** start of SELECTED TEXT **
What does unified mean in the age of SOA? Predictably, Annrai O'Toole, CEO of CapeClear, a competitor SOA platform, stated in his blog BEA's Strategery, that “the success of SOA is dependant on open standards” and the acquisition of proprietary software doesn’t contribute to a unified platform.
While I agree 100% that open standards have finally lowered the risk barriers of moving toward SOA, although it has been considered a best practice for software architecture for over 25 years, I’m also a pragmatist. Standards alone don’t solve all problems. In building the SOA, it’s important to decide what needs to be standard, and what can be proprietary.
Interfaces need to be standardized. This is what lowers risk to adoption. No more CORBA vs. COM/DCOM/.net decisions to make. Web services solved that dilemma and made SOA the “new” hot buzz word. But the value of SOA implemented on an integration infrastructure, is that it shouldn’t matter what is behind the interface. It can be a legacy system, an ERP, a home grown proprietary system. That enables an evolutionary approach to SOA. Not all the services are going to be Web services on day one. But there’s also a difference between standard and unified, right?
** end of SELECTED TEXT **
** start of EXTRACTED RECORDS **
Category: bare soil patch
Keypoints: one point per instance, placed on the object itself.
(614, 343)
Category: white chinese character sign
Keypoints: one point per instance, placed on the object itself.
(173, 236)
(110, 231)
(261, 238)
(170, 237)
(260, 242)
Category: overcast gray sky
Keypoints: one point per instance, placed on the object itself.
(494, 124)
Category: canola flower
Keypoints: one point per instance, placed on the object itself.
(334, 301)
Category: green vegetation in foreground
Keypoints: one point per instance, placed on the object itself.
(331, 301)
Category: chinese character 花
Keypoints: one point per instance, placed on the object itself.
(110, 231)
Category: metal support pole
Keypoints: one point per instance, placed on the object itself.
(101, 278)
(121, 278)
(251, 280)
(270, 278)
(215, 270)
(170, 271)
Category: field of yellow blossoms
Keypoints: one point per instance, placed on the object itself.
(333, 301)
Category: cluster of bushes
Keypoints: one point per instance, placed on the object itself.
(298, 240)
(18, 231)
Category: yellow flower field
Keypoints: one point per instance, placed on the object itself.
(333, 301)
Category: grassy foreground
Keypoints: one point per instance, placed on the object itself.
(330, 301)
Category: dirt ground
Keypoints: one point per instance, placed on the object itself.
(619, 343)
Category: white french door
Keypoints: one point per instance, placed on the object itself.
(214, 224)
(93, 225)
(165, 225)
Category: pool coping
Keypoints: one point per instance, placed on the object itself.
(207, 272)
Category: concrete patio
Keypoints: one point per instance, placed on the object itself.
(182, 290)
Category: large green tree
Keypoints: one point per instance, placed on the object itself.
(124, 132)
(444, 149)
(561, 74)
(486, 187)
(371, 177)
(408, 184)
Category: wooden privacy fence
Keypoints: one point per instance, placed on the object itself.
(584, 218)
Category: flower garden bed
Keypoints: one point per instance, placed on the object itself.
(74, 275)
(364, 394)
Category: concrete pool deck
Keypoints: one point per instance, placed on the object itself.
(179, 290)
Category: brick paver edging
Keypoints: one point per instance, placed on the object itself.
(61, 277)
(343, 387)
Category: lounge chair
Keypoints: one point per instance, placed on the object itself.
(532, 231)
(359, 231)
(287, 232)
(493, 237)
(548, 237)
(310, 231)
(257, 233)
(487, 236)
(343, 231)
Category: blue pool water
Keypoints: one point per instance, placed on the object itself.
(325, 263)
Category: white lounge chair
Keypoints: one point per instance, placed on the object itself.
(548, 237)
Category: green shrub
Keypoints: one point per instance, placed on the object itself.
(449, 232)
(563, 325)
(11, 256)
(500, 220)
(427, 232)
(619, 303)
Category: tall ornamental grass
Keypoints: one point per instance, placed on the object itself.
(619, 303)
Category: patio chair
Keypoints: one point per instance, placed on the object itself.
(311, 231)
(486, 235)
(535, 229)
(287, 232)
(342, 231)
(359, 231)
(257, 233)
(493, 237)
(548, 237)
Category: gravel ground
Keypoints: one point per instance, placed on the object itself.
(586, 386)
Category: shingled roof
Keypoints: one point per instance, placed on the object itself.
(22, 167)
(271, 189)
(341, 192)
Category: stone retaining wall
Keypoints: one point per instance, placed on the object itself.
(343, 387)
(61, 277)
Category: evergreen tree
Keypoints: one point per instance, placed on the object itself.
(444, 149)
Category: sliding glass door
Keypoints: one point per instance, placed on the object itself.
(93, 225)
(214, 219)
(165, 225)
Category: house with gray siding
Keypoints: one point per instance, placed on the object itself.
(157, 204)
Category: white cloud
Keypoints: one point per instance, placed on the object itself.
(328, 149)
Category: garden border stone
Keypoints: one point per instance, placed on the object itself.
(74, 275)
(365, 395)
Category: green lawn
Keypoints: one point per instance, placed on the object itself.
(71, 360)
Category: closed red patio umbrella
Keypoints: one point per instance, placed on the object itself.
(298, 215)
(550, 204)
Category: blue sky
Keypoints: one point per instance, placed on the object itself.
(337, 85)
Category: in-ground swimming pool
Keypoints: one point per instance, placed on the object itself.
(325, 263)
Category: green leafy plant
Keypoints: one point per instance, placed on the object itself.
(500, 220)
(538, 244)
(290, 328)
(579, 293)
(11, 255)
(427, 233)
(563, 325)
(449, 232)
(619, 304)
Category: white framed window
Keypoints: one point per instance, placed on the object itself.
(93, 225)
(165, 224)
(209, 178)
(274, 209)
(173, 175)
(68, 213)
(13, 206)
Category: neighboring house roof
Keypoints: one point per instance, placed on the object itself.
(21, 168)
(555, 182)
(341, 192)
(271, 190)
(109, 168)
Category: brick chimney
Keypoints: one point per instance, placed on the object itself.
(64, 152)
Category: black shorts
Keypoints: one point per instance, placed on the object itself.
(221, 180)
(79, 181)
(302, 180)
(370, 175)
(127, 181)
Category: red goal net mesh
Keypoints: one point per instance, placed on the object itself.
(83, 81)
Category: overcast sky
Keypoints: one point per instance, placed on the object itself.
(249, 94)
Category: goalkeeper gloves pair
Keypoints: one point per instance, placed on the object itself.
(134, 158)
** end of EXTRACTED RECORDS **
WORK TO DO:
• 1. In the SOA passage, who is named as the CEO of CapeClear?
• 2. Using the SOA passage, explain why interfaces need to be standardized.
• 3. Please copy part of the SOA passage word for word, beginning at the words "Interfaces need to" and stopping after "and unified, right?".
The rows have no part in this work.

TASK RESPONSES:
• 1. Annrai O'Toole.

• 2. Standardized interfaces lower the risk of adopting SOA. There are no more CORBA vs. COM/DCOM/.net decisions to make.

• 3.
Interfaces need to be standardized. This is what lowers risk to adoption. No more CORBA vs. COM/DCOM/.net decisions to make. Web services solved that dilemma and made SOA the “new” hot buzz word. But the value of SOA implemented on an integration infrastructure, is that it shouldn’t matter what is behind the interface. It can be a legacy system, an ERP, a home grown proprietary system. That enables an evolutionary approach to SOA. Not all the services are going to be Web services on day one. But there’s also a difference between standard and unified, right?